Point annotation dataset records
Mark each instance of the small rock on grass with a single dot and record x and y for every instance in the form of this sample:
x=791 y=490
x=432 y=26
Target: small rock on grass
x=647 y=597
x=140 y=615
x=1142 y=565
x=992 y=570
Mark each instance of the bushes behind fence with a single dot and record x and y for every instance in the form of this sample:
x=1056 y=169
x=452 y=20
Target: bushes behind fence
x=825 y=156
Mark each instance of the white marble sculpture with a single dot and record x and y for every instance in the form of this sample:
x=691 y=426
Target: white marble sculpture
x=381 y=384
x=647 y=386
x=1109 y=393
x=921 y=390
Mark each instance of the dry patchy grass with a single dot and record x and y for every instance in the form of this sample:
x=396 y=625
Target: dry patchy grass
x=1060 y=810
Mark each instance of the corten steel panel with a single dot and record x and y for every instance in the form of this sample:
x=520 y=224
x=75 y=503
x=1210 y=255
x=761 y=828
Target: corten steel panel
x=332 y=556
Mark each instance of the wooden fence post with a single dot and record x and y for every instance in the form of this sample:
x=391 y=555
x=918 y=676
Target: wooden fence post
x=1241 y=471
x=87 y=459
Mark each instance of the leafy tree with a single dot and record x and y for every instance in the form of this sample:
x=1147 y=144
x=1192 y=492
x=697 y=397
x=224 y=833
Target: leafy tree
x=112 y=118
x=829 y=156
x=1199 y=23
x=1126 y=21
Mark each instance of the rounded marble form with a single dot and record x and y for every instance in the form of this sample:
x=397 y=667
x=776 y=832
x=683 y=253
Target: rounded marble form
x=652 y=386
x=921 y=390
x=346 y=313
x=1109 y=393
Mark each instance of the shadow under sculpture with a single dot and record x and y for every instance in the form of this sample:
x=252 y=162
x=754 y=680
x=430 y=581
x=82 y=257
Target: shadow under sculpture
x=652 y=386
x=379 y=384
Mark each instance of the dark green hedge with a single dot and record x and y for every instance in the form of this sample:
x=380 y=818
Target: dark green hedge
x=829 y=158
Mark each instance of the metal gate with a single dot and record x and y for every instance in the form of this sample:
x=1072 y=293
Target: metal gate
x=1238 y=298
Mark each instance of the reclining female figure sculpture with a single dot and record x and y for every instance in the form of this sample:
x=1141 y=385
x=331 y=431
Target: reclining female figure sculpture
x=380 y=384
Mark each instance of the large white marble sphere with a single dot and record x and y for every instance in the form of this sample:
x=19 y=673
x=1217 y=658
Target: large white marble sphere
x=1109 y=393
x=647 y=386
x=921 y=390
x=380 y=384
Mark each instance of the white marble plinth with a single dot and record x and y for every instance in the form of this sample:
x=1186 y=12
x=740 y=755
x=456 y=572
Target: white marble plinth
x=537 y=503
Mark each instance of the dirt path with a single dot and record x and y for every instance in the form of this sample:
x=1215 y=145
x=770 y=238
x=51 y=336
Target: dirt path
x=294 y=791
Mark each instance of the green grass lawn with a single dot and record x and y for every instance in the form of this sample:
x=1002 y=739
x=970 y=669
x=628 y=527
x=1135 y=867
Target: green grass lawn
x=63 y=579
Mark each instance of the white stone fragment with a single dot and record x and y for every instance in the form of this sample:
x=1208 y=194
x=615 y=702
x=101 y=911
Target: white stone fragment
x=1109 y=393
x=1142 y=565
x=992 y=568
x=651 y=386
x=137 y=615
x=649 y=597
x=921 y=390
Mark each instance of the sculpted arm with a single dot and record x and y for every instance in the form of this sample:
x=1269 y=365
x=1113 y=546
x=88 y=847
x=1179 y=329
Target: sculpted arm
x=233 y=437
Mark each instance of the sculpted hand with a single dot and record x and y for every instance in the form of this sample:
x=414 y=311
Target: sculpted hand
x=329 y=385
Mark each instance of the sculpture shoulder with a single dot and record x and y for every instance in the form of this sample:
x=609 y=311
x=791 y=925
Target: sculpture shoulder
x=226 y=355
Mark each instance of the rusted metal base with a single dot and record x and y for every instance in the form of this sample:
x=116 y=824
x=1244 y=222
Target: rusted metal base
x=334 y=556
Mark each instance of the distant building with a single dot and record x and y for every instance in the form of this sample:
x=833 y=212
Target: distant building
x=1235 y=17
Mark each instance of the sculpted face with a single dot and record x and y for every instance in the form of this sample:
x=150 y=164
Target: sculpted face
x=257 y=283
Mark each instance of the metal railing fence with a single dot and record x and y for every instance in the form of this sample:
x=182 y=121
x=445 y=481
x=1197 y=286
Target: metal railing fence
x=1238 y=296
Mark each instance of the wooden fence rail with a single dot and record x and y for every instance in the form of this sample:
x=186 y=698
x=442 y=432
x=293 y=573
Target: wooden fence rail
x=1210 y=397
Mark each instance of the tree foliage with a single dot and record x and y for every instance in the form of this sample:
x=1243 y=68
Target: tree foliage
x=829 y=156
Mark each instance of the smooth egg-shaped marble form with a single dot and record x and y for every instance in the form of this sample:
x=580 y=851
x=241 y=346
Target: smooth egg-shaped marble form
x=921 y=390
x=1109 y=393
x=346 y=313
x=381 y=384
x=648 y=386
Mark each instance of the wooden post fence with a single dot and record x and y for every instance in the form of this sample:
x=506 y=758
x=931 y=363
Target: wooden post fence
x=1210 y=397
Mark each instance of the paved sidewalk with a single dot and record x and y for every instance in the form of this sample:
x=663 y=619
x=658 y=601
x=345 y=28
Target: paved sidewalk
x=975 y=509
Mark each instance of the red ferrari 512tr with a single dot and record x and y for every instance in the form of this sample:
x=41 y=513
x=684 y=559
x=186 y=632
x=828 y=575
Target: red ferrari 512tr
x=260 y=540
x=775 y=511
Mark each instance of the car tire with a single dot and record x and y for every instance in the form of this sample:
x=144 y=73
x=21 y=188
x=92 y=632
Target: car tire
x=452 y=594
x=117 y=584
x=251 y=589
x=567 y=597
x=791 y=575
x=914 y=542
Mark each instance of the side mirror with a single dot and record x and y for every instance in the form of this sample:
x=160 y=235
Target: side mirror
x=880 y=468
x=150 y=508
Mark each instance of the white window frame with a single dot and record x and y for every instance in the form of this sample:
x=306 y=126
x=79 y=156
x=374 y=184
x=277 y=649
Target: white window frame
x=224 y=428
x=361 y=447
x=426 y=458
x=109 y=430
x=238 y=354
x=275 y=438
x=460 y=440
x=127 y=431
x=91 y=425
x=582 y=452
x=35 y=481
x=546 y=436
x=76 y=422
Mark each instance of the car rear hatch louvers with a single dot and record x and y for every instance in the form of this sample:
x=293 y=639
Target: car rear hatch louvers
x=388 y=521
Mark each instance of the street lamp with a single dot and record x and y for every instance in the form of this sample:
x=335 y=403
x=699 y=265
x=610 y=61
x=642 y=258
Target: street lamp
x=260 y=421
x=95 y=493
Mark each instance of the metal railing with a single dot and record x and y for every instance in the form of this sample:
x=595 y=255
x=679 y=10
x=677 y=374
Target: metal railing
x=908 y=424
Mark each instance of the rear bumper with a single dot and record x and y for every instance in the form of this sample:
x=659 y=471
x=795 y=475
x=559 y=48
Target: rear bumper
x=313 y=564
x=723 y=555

**Problem description:**
Rewrite everything from "Mark each instance of the wooden post" down to "x=775 y=511", swapping "paved sidewalk" for "asphalt path" and leaving all else unchanged.

**Task response:**
Mark each instance of the wooden post fence with a single dot and record x and y for every instance in the form of this sample:
x=506 y=758
x=931 y=363
Target: wooden post fence
x=1210 y=397
Mark each instance of the asphalt path with a single dot and record x and y for every instance in the form of this sample:
x=663 y=619
x=658 y=601
x=345 y=28
Target: asphalt path
x=975 y=509
Mark each instance of the red ferrari 512tr with a single dot and record x and y for every instance in the form of this sample:
x=41 y=513
x=684 y=559
x=186 y=632
x=828 y=575
Target: red ferrari 512tr
x=260 y=540
x=775 y=511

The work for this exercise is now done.